Top Ten Thomas Jefferson Quotes On Religious Freedom

Author: June 16, 2013 1:05 pm

Today is Independence Day, a day in which we reflect on the bravery of Will Smith and Randy Quaid, engage in sodium nitrate vertical distribution, and blow off major appendages. Freedom in America is and has been under assault for quite some time by right-wing ideologues. Sadly, the conversation regarding the flagrant erosion of individual freedoms has been hijacked by a million moron army of stupid white people on Rascals and a penchant for wearing teabags.

The biggest and most salient of freedom encroachment would have to be in the arena of religion. Not to make Sean Hannity cry, but our nation was founded not by Christians (Sorry, Fox News) but rather Deists. These were great men and products of The Enlightenment, thus men who did not believe the bible was true and therefore relied on reason over faith. These deep thinkers and skeptics believed the universe had a creator, but that providence does and should not concern himself with the daily lives of humans, and does not directly communicate with humans, either by revelation or by sacred books. They did not deny the existence of Jesus but they did not accept him as divine. Chief among them was Thomas Jefferson.

++++++++++++++++++++

> **Required tasks**:
1. Echo the post on Jefferson and religious freedom from "The biggest and" to "was Thomas Jefferson.".
2. According to the post on Jefferson and religious freedom, who does it say founded the nation instead of Christians?
The lines after the post play no part in this.

++++++++++++++++++++

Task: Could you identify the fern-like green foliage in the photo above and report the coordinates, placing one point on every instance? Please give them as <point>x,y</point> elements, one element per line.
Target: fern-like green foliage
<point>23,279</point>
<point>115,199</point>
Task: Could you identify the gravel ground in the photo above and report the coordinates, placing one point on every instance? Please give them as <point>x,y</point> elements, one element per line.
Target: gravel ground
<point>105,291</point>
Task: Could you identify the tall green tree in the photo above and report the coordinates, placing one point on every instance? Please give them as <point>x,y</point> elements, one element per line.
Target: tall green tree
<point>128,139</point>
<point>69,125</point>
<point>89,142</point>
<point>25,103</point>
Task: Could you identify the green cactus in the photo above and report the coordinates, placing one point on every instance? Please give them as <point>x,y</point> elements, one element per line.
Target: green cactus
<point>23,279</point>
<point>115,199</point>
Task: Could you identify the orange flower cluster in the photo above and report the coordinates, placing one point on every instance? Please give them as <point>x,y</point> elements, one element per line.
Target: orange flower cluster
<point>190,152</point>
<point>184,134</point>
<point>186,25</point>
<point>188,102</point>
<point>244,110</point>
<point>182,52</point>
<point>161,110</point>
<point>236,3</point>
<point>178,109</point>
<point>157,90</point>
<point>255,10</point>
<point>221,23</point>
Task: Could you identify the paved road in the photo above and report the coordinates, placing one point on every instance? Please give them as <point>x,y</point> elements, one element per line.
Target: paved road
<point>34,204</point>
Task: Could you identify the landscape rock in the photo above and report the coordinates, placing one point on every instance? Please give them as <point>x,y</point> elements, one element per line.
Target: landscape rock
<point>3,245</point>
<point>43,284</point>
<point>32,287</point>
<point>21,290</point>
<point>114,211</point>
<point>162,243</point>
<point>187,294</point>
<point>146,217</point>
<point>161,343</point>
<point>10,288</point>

++++++++++++++++++++

> **The replies**:
1.
The biggest and most salient of freedom encroachment would have to be in the arena of religion. Not to make Sean Hannity cry, but our nation was founded not by Christians (Sorry, Fox News) but rather Deists. These were great men and products of The Enlightenment, thus men who did not believe the bible was true and therefore relied on reason over faith. These deep thinkers and skeptics believed the universe had a creator, but that providence does and should not concern himself with the daily lives of humans, and does not directly communicate with humans, either by revelation or by sacred books. They did not deny the existence of Jesus but they did not accept him as divine. Chief among them was Thomas Jefferson.

2. Deists.